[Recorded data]

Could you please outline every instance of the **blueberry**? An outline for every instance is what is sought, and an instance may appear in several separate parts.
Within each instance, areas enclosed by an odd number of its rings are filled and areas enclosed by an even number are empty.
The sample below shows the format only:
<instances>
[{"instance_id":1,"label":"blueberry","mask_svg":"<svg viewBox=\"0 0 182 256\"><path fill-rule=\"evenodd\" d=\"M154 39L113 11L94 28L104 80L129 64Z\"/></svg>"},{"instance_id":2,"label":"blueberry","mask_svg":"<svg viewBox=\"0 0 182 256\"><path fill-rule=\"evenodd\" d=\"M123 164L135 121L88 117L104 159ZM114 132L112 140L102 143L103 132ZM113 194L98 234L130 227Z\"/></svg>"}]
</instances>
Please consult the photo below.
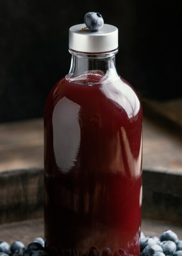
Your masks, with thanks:
<instances>
[{"instance_id":1,"label":"blueberry","mask_svg":"<svg viewBox=\"0 0 182 256\"><path fill-rule=\"evenodd\" d=\"M176 243L176 251L182 250L182 240L179 240Z\"/></svg>"},{"instance_id":2,"label":"blueberry","mask_svg":"<svg viewBox=\"0 0 182 256\"><path fill-rule=\"evenodd\" d=\"M33 242L29 244L27 249L31 249L34 251L44 251L44 247L39 243Z\"/></svg>"},{"instance_id":3,"label":"blueberry","mask_svg":"<svg viewBox=\"0 0 182 256\"><path fill-rule=\"evenodd\" d=\"M142 231L141 232L140 234L140 239L143 239L143 238L145 238L145 235L144 233Z\"/></svg>"},{"instance_id":4,"label":"blueberry","mask_svg":"<svg viewBox=\"0 0 182 256\"><path fill-rule=\"evenodd\" d=\"M105 248L102 252L102 256L112 256L112 254L109 248Z\"/></svg>"},{"instance_id":5,"label":"blueberry","mask_svg":"<svg viewBox=\"0 0 182 256\"><path fill-rule=\"evenodd\" d=\"M140 240L140 252L142 252L143 249L149 245L155 245L156 241L153 239L149 238L141 239Z\"/></svg>"},{"instance_id":6,"label":"blueberry","mask_svg":"<svg viewBox=\"0 0 182 256\"><path fill-rule=\"evenodd\" d=\"M13 254L18 254L18 255L19 255L20 256L22 256L23 255L23 252L26 249L26 247L20 248L19 249L15 250Z\"/></svg>"},{"instance_id":7,"label":"blueberry","mask_svg":"<svg viewBox=\"0 0 182 256\"><path fill-rule=\"evenodd\" d=\"M85 15L84 22L87 27L91 30L98 30L103 27L104 21L98 12L88 12Z\"/></svg>"},{"instance_id":8,"label":"blueberry","mask_svg":"<svg viewBox=\"0 0 182 256\"><path fill-rule=\"evenodd\" d=\"M153 256L154 253L157 252L163 252L163 249L161 246L156 244L149 245L144 248L141 255L141 256Z\"/></svg>"},{"instance_id":9,"label":"blueberry","mask_svg":"<svg viewBox=\"0 0 182 256\"><path fill-rule=\"evenodd\" d=\"M48 256L48 255L44 251L37 251L32 254L32 256Z\"/></svg>"},{"instance_id":10,"label":"blueberry","mask_svg":"<svg viewBox=\"0 0 182 256\"><path fill-rule=\"evenodd\" d=\"M9 256L9 255L5 252L0 252L0 256Z\"/></svg>"},{"instance_id":11,"label":"blueberry","mask_svg":"<svg viewBox=\"0 0 182 256\"><path fill-rule=\"evenodd\" d=\"M160 241L173 241L174 243L176 243L178 240L178 236L174 232L171 230L167 230L164 232L159 238Z\"/></svg>"},{"instance_id":12,"label":"blueberry","mask_svg":"<svg viewBox=\"0 0 182 256\"><path fill-rule=\"evenodd\" d=\"M34 250L32 249L26 249L23 253L23 256L32 256L35 252Z\"/></svg>"},{"instance_id":13,"label":"blueberry","mask_svg":"<svg viewBox=\"0 0 182 256\"><path fill-rule=\"evenodd\" d=\"M159 244L166 255L173 255L176 250L176 245L173 241L163 241Z\"/></svg>"},{"instance_id":14,"label":"blueberry","mask_svg":"<svg viewBox=\"0 0 182 256\"><path fill-rule=\"evenodd\" d=\"M42 238L42 237L36 237L33 240L33 242L36 242L37 243L39 243L43 247L44 247L45 241Z\"/></svg>"},{"instance_id":15,"label":"blueberry","mask_svg":"<svg viewBox=\"0 0 182 256\"><path fill-rule=\"evenodd\" d=\"M165 255L163 252L156 252L153 255L153 256L165 256Z\"/></svg>"},{"instance_id":16,"label":"blueberry","mask_svg":"<svg viewBox=\"0 0 182 256\"><path fill-rule=\"evenodd\" d=\"M10 245L6 242L0 241L0 252L5 252L7 254L11 253Z\"/></svg>"},{"instance_id":17,"label":"blueberry","mask_svg":"<svg viewBox=\"0 0 182 256\"><path fill-rule=\"evenodd\" d=\"M149 236L148 237L153 239L156 244L160 242L159 238L156 236Z\"/></svg>"},{"instance_id":18,"label":"blueberry","mask_svg":"<svg viewBox=\"0 0 182 256\"><path fill-rule=\"evenodd\" d=\"M173 256L182 256L182 250L176 251L173 254Z\"/></svg>"},{"instance_id":19,"label":"blueberry","mask_svg":"<svg viewBox=\"0 0 182 256\"><path fill-rule=\"evenodd\" d=\"M15 241L11 246L11 250L13 253L15 252L16 250L20 249L20 248L25 248L25 246L22 242L20 241Z\"/></svg>"}]
</instances>

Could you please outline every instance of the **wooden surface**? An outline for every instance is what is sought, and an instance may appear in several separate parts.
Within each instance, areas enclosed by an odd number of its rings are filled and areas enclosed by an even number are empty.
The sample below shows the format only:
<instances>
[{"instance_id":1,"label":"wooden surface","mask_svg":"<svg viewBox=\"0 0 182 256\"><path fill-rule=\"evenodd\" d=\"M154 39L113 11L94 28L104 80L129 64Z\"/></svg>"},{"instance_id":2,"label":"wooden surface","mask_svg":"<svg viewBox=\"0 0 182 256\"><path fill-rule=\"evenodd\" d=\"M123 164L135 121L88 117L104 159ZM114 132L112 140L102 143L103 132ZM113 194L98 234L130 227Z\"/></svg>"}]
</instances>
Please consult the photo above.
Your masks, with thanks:
<instances>
[{"instance_id":1,"label":"wooden surface","mask_svg":"<svg viewBox=\"0 0 182 256\"><path fill-rule=\"evenodd\" d=\"M175 225L156 220L142 221L142 230L146 236L160 235L164 231L171 229L182 239L182 226ZM15 240L20 240L26 245L34 238L44 237L43 218L29 220L0 225L0 240L10 244Z\"/></svg>"},{"instance_id":2,"label":"wooden surface","mask_svg":"<svg viewBox=\"0 0 182 256\"><path fill-rule=\"evenodd\" d=\"M143 166L182 171L178 133L144 117ZM43 167L43 119L0 124L0 171Z\"/></svg>"}]
</instances>

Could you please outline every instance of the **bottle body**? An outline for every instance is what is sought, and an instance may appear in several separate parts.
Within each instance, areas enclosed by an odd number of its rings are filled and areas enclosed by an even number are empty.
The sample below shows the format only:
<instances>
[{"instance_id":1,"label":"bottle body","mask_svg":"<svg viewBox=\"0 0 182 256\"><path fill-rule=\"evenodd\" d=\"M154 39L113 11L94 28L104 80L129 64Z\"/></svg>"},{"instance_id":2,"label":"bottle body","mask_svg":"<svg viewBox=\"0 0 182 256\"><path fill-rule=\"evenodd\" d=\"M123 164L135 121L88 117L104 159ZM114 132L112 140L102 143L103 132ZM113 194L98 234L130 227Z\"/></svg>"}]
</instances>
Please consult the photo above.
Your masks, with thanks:
<instances>
[{"instance_id":1,"label":"bottle body","mask_svg":"<svg viewBox=\"0 0 182 256\"><path fill-rule=\"evenodd\" d=\"M105 247L112 255L140 254L142 108L126 81L103 76L95 69L64 77L46 103L45 236L51 255L101 255Z\"/></svg>"}]
</instances>

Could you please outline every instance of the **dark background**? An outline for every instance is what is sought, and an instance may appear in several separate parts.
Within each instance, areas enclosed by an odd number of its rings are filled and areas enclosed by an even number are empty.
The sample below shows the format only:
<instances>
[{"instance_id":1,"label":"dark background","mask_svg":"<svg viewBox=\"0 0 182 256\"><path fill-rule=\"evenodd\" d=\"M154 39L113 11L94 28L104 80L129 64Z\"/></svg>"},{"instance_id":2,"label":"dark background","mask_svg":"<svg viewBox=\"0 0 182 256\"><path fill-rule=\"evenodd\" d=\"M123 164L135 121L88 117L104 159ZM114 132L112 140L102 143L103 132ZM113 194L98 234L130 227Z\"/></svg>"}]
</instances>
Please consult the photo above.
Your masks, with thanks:
<instances>
[{"instance_id":1,"label":"dark background","mask_svg":"<svg viewBox=\"0 0 182 256\"><path fill-rule=\"evenodd\" d=\"M179 1L2 0L0 121L42 117L50 89L69 71L68 29L88 11L119 29L118 73L140 97L182 96Z\"/></svg>"}]
</instances>

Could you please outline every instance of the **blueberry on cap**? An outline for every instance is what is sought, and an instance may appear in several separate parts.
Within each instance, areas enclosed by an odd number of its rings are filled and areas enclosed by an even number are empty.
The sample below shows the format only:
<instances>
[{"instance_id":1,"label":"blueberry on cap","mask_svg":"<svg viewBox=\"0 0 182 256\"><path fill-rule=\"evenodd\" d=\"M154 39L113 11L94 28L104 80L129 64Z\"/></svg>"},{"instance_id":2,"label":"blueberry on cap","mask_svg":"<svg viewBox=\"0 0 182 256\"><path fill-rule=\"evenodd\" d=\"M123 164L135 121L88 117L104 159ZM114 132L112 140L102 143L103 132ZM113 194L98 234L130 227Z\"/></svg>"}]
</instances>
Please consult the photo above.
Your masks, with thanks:
<instances>
[{"instance_id":1,"label":"blueberry on cap","mask_svg":"<svg viewBox=\"0 0 182 256\"><path fill-rule=\"evenodd\" d=\"M84 30L86 28L93 31L100 29L103 27L104 21L102 16L98 12L91 11L85 15L84 22L86 27L83 28Z\"/></svg>"}]
</instances>

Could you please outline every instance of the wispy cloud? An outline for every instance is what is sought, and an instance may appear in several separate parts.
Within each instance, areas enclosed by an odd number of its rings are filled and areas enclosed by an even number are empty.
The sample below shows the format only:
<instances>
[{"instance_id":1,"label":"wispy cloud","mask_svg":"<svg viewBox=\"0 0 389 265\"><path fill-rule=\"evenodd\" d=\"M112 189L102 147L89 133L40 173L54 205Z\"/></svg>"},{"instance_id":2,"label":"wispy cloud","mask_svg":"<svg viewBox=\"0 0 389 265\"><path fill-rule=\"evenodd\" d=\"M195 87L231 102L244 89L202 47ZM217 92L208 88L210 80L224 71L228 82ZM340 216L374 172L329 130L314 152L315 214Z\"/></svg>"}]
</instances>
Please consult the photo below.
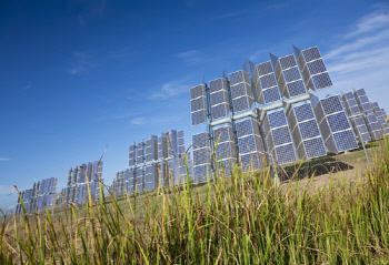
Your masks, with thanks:
<instances>
[{"instance_id":1,"label":"wispy cloud","mask_svg":"<svg viewBox=\"0 0 389 265\"><path fill-rule=\"evenodd\" d=\"M0 185L0 194L10 194L12 192L12 186Z\"/></svg>"},{"instance_id":2,"label":"wispy cloud","mask_svg":"<svg viewBox=\"0 0 389 265\"><path fill-rule=\"evenodd\" d=\"M91 61L91 58L83 52L72 52L71 62L66 71L69 74L80 74L90 71L98 64Z\"/></svg>"},{"instance_id":3,"label":"wispy cloud","mask_svg":"<svg viewBox=\"0 0 389 265\"><path fill-rule=\"evenodd\" d=\"M189 90L190 85L187 84L187 80L173 80L162 84L162 86L154 93L152 93L150 100L169 99L174 95L179 95Z\"/></svg>"},{"instance_id":4,"label":"wispy cloud","mask_svg":"<svg viewBox=\"0 0 389 265\"><path fill-rule=\"evenodd\" d=\"M235 13L222 13L222 14L220 14L220 16L217 16L217 17L211 18L211 20L233 18L233 17L237 17L237 16L239 16L239 14L240 14L239 12L235 12Z\"/></svg>"},{"instance_id":5,"label":"wispy cloud","mask_svg":"<svg viewBox=\"0 0 389 265\"><path fill-rule=\"evenodd\" d=\"M167 115L167 116L137 116L132 120L130 120L130 123L132 125L152 125L154 126L156 124L171 124L171 123L177 123L180 121L182 116L180 114L172 114L172 115Z\"/></svg>"},{"instance_id":6,"label":"wispy cloud","mask_svg":"<svg viewBox=\"0 0 389 265\"><path fill-rule=\"evenodd\" d=\"M206 59L206 57L199 50L184 51L176 54L176 57L187 63L199 63Z\"/></svg>"},{"instance_id":7,"label":"wispy cloud","mask_svg":"<svg viewBox=\"0 0 389 265\"><path fill-rule=\"evenodd\" d=\"M366 88L370 100L388 95L389 10L381 8L362 17L335 49L323 55L335 88ZM387 104L386 102L381 102ZM388 105L387 105L388 106Z\"/></svg>"}]
</instances>

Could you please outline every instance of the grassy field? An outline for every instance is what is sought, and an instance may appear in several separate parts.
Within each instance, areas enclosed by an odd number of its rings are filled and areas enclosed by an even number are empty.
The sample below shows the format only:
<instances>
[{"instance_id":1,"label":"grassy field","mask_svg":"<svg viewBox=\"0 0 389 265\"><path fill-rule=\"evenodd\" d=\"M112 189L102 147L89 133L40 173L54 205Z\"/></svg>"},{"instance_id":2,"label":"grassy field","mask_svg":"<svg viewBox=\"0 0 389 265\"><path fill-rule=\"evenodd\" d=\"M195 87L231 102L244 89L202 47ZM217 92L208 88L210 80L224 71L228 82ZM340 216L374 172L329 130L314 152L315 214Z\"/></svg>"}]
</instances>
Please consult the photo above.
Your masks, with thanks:
<instances>
[{"instance_id":1,"label":"grassy field","mask_svg":"<svg viewBox=\"0 0 389 265\"><path fill-rule=\"evenodd\" d=\"M387 264L389 143L8 216L0 264ZM308 177L310 176L310 177Z\"/></svg>"}]
</instances>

▶ [TASK REQUIREMENTS] Set down everything from the line containing "Could you please outline every instance of the **wooden" down to the line containing "225L156 220L142 221L142", both included, reproducing each line exactly.

▶ [RESPONSE TO THIS TASK]
Could you please outline every instance of the **wooden surface**? An outline for every instance is what is sought, and an instance may appear in several separate parts.
Within each instance, areas enclosed by an odd number of its rings are filled and areas enclosed by an even number are empty.
The sample below shows the format only:
<instances>
[{"instance_id":1,"label":"wooden surface","mask_svg":"<svg viewBox=\"0 0 182 256\"><path fill-rule=\"evenodd\" d=\"M154 39L113 11L94 28L104 80L129 64Z\"/></svg>"},{"instance_id":2,"label":"wooden surface","mask_svg":"<svg viewBox=\"0 0 182 256\"><path fill-rule=\"evenodd\" d=\"M123 164L135 121L88 117L104 159ZM114 132L112 140L102 143L103 132ZM113 194L98 234L130 227Z\"/></svg>"}]
</instances>
Please consult the photo above.
Your masks, with thanks:
<instances>
[{"instance_id":1,"label":"wooden surface","mask_svg":"<svg viewBox=\"0 0 182 256\"><path fill-rule=\"evenodd\" d=\"M175 225L156 220L142 221L142 230L146 236L160 235L164 231L171 229L182 239L182 226ZM15 240L20 240L26 245L34 238L44 237L43 218L29 220L0 225L0 240L10 244Z\"/></svg>"},{"instance_id":2,"label":"wooden surface","mask_svg":"<svg viewBox=\"0 0 182 256\"><path fill-rule=\"evenodd\" d=\"M143 166L182 171L178 133L144 117ZM43 167L43 119L0 124L0 171Z\"/></svg>"}]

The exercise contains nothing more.